Object location annotation data:
- - -

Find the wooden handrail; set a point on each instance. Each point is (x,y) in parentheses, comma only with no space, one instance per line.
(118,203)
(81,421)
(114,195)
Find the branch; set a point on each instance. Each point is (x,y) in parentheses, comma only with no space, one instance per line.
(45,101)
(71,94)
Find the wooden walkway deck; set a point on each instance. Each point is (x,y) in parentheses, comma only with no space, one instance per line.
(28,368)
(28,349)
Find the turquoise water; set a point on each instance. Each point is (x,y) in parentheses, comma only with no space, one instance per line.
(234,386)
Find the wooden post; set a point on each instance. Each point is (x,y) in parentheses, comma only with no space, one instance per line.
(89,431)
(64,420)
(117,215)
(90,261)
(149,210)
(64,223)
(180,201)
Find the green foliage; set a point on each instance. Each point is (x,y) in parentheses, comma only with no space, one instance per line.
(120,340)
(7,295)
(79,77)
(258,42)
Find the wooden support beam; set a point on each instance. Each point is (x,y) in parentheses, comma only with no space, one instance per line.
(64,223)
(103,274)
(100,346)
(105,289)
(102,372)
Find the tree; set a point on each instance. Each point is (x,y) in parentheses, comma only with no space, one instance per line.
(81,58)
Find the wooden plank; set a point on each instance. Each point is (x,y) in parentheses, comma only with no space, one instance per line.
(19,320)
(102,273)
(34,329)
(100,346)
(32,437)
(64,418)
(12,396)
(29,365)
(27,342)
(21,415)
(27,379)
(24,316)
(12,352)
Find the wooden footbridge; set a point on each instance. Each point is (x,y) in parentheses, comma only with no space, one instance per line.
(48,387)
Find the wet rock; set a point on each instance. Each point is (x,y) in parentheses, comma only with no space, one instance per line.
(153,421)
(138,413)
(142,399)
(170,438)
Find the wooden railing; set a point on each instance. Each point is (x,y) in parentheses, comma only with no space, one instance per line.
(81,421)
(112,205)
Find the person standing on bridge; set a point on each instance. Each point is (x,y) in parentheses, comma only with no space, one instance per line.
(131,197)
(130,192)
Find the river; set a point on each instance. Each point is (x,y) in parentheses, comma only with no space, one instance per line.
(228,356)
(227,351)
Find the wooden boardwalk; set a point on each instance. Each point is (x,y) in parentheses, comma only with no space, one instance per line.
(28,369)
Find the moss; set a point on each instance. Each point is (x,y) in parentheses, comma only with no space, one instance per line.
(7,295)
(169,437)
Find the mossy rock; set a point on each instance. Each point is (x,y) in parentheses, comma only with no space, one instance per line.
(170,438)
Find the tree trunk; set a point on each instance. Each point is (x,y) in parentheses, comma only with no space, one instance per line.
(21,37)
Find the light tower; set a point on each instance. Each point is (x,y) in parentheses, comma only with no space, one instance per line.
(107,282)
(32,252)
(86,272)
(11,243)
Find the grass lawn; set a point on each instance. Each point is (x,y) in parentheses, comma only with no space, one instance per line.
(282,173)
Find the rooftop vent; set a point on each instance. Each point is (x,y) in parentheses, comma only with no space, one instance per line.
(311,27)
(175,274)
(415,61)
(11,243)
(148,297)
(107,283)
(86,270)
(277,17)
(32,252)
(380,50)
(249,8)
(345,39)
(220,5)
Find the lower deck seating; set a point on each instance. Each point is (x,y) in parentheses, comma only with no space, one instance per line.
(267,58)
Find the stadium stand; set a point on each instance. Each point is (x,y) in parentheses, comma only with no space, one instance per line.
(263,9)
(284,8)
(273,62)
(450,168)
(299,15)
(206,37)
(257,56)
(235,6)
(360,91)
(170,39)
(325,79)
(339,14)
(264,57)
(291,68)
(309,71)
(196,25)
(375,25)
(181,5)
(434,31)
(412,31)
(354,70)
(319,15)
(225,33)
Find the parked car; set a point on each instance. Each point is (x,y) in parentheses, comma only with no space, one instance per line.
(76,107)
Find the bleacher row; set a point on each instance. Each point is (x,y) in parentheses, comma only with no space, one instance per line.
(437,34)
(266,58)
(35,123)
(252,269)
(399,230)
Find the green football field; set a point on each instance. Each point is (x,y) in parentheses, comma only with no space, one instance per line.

- - -

[The exercise] Write out every one of the rows above again, changing nothing in any line.

[Expected answer]
Find the wooden handrail; set a point on each instance. Each point is (x,y) in parentheses, comma only with no space, one instance per line.
(118,203)
(81,421)
(114,195)
Find the branch; set a point on each instance. Each point is (x,y) in parentheses, comma only with no space, one instance per line.
(45,101)
(71,94)
Find the wooden walkway deck; set a point on each instance. Each point is (x,y) in parentheses, comma only with no space, one instance per line.
(28,368)
(28,349)
Find the turquoise water; set a point on each instance. Each point is (x,y) in parentheses, comma only with no space, one instance per line.
(234,386)
Find the wooden post; set a point on each instance. Each point is (x,y) in parentheses, comma only with no space, one instance per line.
(89,431)
(64,420)
(117,215)
(90,261)
(149,210)
(64,223)
(180,201)
Find the green foliage; set a point on each instance. Each point is (x,y) in parentheses, comma only with no space, one instance per line.
(120,340)
(7,295)
(79,77)
(258,42)
Find the wooden support beam; set a point on each instance. Each point is (x,y) in parentheses, comma only with no space, one instance per line.
(64,223)
(103,274)
(100,346)
(105,289)
(102,372)
Find the tree; set a point on each instance. Each point is (x,y) in parentheses, comma only with no space, one instance per line.
(81,58)
Find the wooden plank; set a point on each instance. Each point is (x,y) in parentheses, comma only with no space, one instance per line.
(19,320)
(102,273)
(34,329)
(100,346)
(32,437)
(64,418)
(12,396)
(29,365)
(27,342)
(21,415)
(27,379)
(24,316)
(12,352)
Find the wooden footbridge; set a point on each instance. Each point is (x,y) in parentheses, comma only with no space, one instance per line.
(48,387)
Find the wet rock; set a point on each instance. Each point is (x,y) in parentheses, comma only with no space, one instance per line.
(153,421)
(138,413)
(142,399)
(170,438)
Find the wooden railing; set a point on each instance. Each point is (x,y) in parentheses, comma only with no space, one instance per line.
(81,421)
(112,205)
Find the person standing on bridge; set a point on each instance. Each point is (x,y) in parentheses, comma only with no space, one instance per line.
(131,197)
(130,192)
Find the river; set a point on each instance. Each point is (x,y) in parentheses, comma only with no space, one instance per line.
(228,356)
(227,351)
Find the wooden boardwalk; set a point on each instance. Each point is (x,y) in parentheses, comma only with no space, one instance per line.
(28,369)
Find the moss; set a point on each instance. Each point is (x,y) in parentheses, comma only with no space, one instance per line.
(7,295)
(169,437)
Find the mossy rock; set a point on each instance. Each point is (x,y) in parentheses, comma only with no space, one instance per line.
(170,438)
Find the tree trunk; set a point on each instance. Each point is (x,y) in parentheses, comma only with no space, one instance per line.
(21,37)
Find the light tower; set a point on each instance. Each point is (x,y) in parentheses, comma only with no space, one instance per line.
(107,282)
(32,252)
(86,272)
(11,243)
Find the grass lawn; set a point on each instance. Each point is (x,y) in parentheses, comma only with no space, one instance per line.
(282,173)
Find the rooftop vent; set a point on each instance. Each point is (x,y) in parentheses, comma only with no space, one instance per line.
(311,27)
(175,274)
(415,61)
(11,243)
(148,297)
(107,283)
(86,270)
(277,17)
(32,252)
(380,50)
(249,8)
(345,39)
(220,5)
Find the lower deck seating; set a point on each instance. Each point is (x,y) in parentheses, comma only with no space, one instance per line.
(267,58)
Find the stadium stand; set a point on each instance. Each point is (x,y) in parentheses, comma only with no space, one instance per line.
(263,9)
(284,8)
(273,62)
(450,168)
(299,15)
(206,37)
(257,56)
(235,6)
(360,91)
(170,39)
(325,79)
(339,14)
(264,57)
(291,68)
(309,71)
(196,25)
(375,25)
(181,5)
(434,31)
(412,31)
(354,70)
(319,15)
(225,33)
Find the parked car; set a point on each instance. Each point is (x,y) in parentheses, comma only with no space, one instance per line.
(76,107)
Find the bleacher row; set a point on each instance. Each point is (x,y) in parentheses, comma only with no space, one instance per line.
(437,34)
(266,58)
(35,123)
(252,269)
(399,230)
Find the green football field; set a point on each instance. Each point is (x,y) in parentheses, comma only with no space, one instance per line.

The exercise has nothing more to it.